* _EXERCISE INSTRUCTIONS_: Output, word for word, the line that contains "Run detection for grey" and all lines following it to the end of the listing. Drop the pictures.

* _RECORD EXTRACTS_:
───
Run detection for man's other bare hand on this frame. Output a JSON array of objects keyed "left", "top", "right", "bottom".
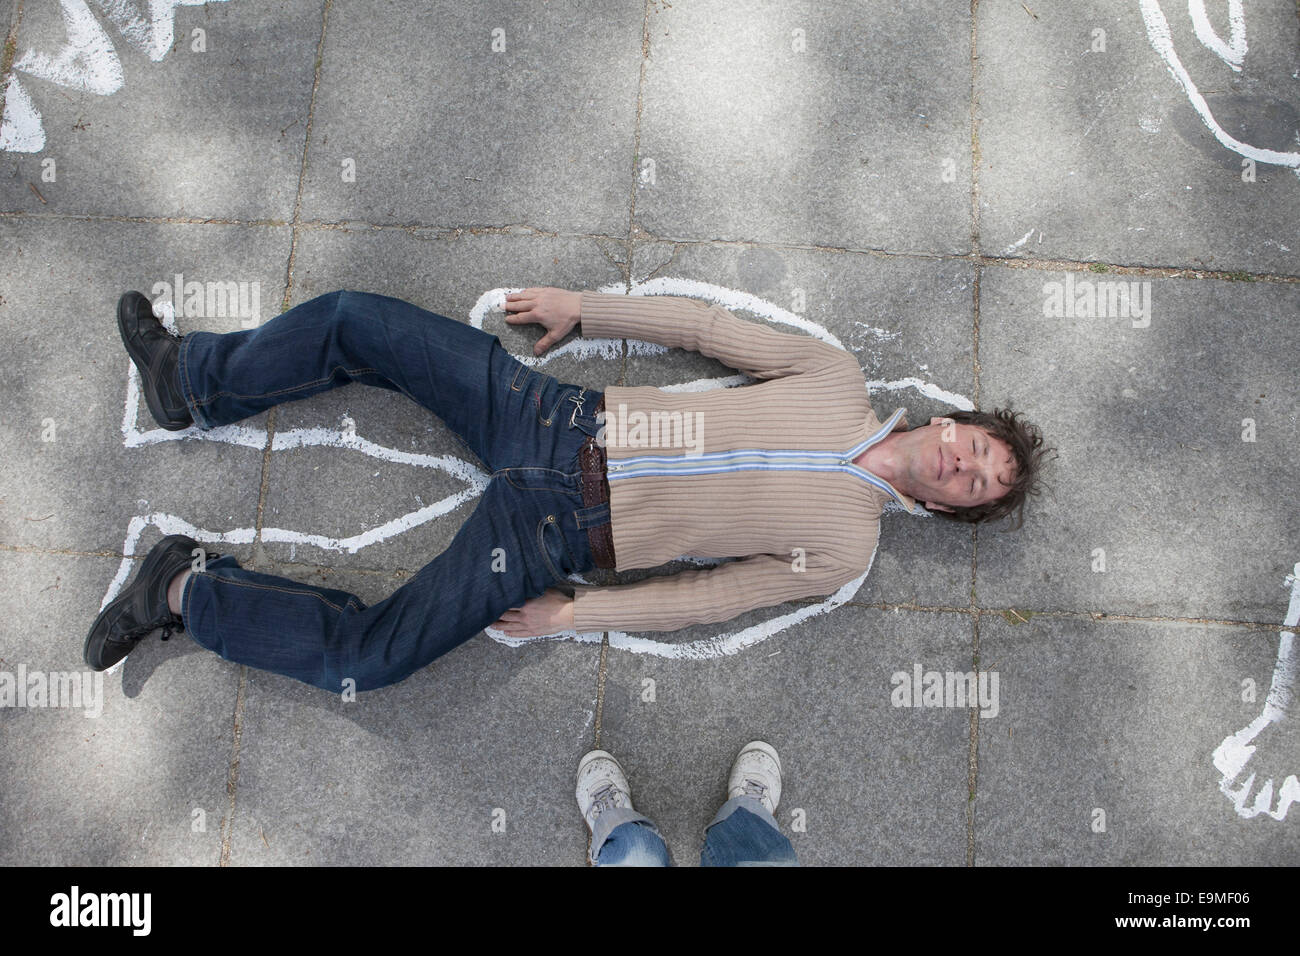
[
  {"left": 503, "top": 287, "right": 581, "bottom": 356},
  {"left": 490, "top": 589, "right": 576, "bottom": 638}
]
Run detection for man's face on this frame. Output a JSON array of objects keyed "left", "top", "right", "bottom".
[{"left": 896, "top": 417, "right": 1018, "bottom": 513}]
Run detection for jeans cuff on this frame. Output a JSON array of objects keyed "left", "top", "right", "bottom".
[
  {"left": 589, "top": 806, "right": 659, "bottom": 862},
  {"left": 177, "top": 333, "right": 211, "bottom": 430},
  {"left": 181, "top": 567, "right": 196, "bottom": 630},
  {"left": 706, "top": 795, "right": 781, "bottom": 833}
]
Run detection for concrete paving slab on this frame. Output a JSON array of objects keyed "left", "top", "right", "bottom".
[
  {"left": 222, "top": 564, "right": 600, "bottom": 865},
  {"left": 634, "top": 0, "right": 974, "bottom": 254},
  {"left": 0, "top": 217, "right": 288, "bottom": 554},
  {"left": 0, "top": 549, "right": 239, "bottom": 865},
  {"left": 297, "top": 0, "right": 644, "bottom": 234},
  {"left": 976, "top": 264, "right": 1300, "bottom": 624},
  {"left": 0, "top": 0, "right": 323, "bottom": 219},
  {"left": 598, "top": 604, "right": 972, "bottom": 865},
  {"left": 976, "top": 615, "right": 1299, "bottom": 865},
  {"left": 977, "top": 0, "right": 1300, "bottom": 275}
]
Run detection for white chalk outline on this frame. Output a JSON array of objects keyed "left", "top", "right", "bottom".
[
  {"left": 1211, "top": 563, "right": 1299, "bottom": 822},
  {"left": 1, "top": 0, "right": 230, "bottom": 153},
  {"left": 1139, "top": 0, "right": 1300, "bottom": 171},
  {"left": 101, "top": 279, "right": 971, "bottom": 668},
  {"left": 1187, "top": 0, "right": 1246, "bottom": 72}
]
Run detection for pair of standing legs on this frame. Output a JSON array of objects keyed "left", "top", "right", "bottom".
[
  {"left": 173, "top": 289, "right": 608, "bottom": 692},
  {"left": 592, "top": 797, "right": 798, "bottom": 867},
  {"left": 578, "top": 743, "right": 798, "bottom": 866}
]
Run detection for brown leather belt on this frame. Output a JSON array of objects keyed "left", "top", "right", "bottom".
[{"left": 578, "top": 395, "right": 616, "bottom": 569}]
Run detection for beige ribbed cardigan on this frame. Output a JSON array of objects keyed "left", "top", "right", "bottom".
[{"left": 570, "top": 291, "right": 917, "bottom": 633}]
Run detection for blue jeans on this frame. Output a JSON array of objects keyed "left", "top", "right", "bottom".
[
  {"left": 592, "top": 797, "right": 799, "bottom": 867},
  {"left": 174, "top": 290, "right": 609, "bottom": 692}
]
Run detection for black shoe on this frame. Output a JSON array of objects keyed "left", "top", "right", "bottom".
[
  {"left": 84, "top": 535, "right": 216, "bottom": 670},
  {"left": 117, "top": 290, "right": 193, "bottom": 430}
]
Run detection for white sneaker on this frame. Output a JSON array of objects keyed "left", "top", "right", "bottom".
[
  {"left": 575, "top": 750, "right": 634, "bottom": 832},
  {"left": 727, "top": 741, "right": 783, "bottom": 814}
]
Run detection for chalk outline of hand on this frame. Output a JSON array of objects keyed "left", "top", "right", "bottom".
[
  {"left": 1, "top": 0, "right": 230, "bottom": 153},
  {"left": 1211, "top": 561, "right": 1299, "bottom": 821}
]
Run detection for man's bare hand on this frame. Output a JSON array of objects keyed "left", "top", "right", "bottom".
[
  {"left": 490, "top": 589, "right": 576, "bottom": 638},
  {"left": 503, "top": 287, "right": 581, "bottom": 356}
]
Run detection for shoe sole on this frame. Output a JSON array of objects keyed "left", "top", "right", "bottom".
[
  {"left": 83, "top": 534, "right": 195, "bottom": 670},
  {"left": 117, "top": 293, "right": 190, "bottom": 431}
]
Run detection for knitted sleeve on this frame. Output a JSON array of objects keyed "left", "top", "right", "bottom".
[
  {"left": 570, "top": 551, "right": 862, "bottom": 633},
  {"left": 578, "top": 291, "right": 855, "bottom": 380}
]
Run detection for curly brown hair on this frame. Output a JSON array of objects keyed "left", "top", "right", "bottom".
[{"left": 925, "top": 407, "right": 1054, "bottom": 530}]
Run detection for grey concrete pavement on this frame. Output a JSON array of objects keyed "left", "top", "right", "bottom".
[
  {"left": 977, "top": 615, "right": 1293, "bottom": 865},
  {"left": 1, "top": 0, "right": 1296, "bottom": 865},
  {"left": 978, "top": 0, "right": 1300, "bottom": 276}
]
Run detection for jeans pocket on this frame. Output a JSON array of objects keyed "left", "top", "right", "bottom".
[{"left": 537, "top": 513, "right": 575, "bottom": 584}]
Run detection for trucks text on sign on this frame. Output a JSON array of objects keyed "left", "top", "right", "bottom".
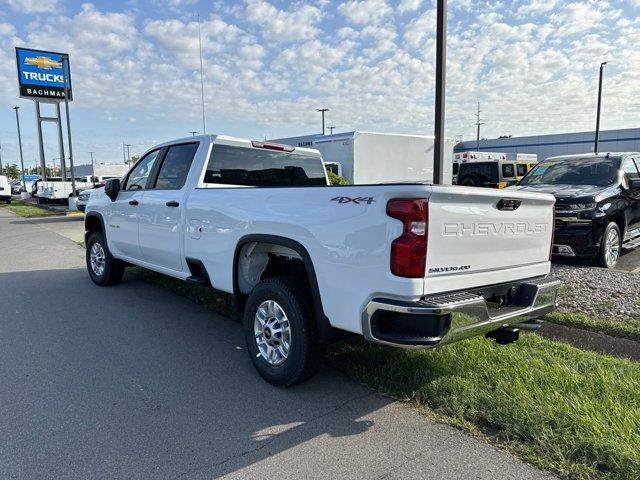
───
* _EXERCISE OUTPUT_:
Run detection for grey concrete pavement on this frame. Output a JSON array of objects keyed "left", "top", "right", "bottom".
[
  {"left": 977, "top": 615, "right": 1293, "bottom": 865},
  {"left": 1, "top": 0, "right": 1296, "bottom": 865},
  {"left": 978, "top": 0, "right": 1300, "bottom": 276}
]
Run detection for jeans pocket on this frame. Output a JSON array of objects keyed "left", "top", "right", "bottom".
[{"left": 537, "top": 513, "right": 575, "bottom": 584}]
Run detection for trucks text on sign on this frame. Output a JSON array of objects keyed "left", "top", "right", "bottom".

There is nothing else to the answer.